▸ **Task goal**: Reproduce the records in full. Alter nothing.

Records from a data collection
▼▼▼

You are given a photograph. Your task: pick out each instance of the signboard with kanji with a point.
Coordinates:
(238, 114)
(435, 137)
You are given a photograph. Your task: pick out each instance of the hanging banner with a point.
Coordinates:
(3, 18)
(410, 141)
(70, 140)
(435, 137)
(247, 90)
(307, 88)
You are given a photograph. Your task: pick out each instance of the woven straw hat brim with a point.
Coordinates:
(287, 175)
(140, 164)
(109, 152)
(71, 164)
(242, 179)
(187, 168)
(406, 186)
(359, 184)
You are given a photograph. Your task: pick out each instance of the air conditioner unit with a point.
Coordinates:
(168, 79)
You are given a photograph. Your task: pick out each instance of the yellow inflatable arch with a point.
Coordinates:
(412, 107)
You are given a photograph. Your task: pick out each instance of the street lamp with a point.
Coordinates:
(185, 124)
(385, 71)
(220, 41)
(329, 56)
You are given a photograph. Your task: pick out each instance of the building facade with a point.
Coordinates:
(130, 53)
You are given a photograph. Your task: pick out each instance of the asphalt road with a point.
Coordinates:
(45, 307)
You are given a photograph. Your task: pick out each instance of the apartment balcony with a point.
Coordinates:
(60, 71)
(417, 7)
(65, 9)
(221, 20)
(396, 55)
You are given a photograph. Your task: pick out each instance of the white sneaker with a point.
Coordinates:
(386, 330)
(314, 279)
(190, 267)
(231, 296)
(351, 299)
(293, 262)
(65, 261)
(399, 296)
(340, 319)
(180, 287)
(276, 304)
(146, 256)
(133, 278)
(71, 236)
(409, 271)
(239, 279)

▲▲▲

▸ **Exercise response**:
You are given a photograph. Your task: pick out each instance of the signboard with kanji with a point.
Coordinates:
(238, 114)
(435, 137)
You are given a photograph. Your task: pick out each instance of the hanging banner with a point.
Coordinates:
(3, 18)
(410, 141)
(70, 140)
(435, 137)
(247, 90)
(307, 88)
You are given a photograph. Your task: pick out each instance of the woven straw hat brim with a point.
Coordinates:
(287, 175)
(140, 164)
(109, 152)
(71, 164)
(242, 179)
(187, 168)
(406, 186)
(359, 184)
You are given a photograph. Your task: pick out each instance of the air conditioner unit with a point.
Coordinates:
(168, 79)
You are given a photograph. Your task: pick out each instance of the yellow inflatable arch with a point.
Coordinates:
(412, 107)
You are given a photograph. Your task: pick out each instance of the street lamp with a point.
Coordinates:
(185, 124)
(385, 71)
(220, 41)
(329, 56)
You are given a photograph. Your task: pick out each instance of the building facade with a point.
Coordinates:
(130, 53)
You are given a photograph. Your task: pick out each instance of the asphalt road with a point.
Coordinates:
(45, 307)
You are given a photograph. Your task: pick out each instance of the apartment balcony with a point.
Coordinates:
(60, 71)
(417, 7)
(65, 9)
(221, 20)
(396, 55)
You are given a photograph. Your task: pick out each instance of the white sneaker with a point.
Coordinates:
(386, 330)
(314, 279)
(190, 267)
(231, 296)
(351, 299)
(293, 262)
(65, 261)
(399, 296)
(340, 319)
(180, 287)
(276, 304)
(146, 256)
(133, 278)
(71, 236)
(409, 271)
(239, 279)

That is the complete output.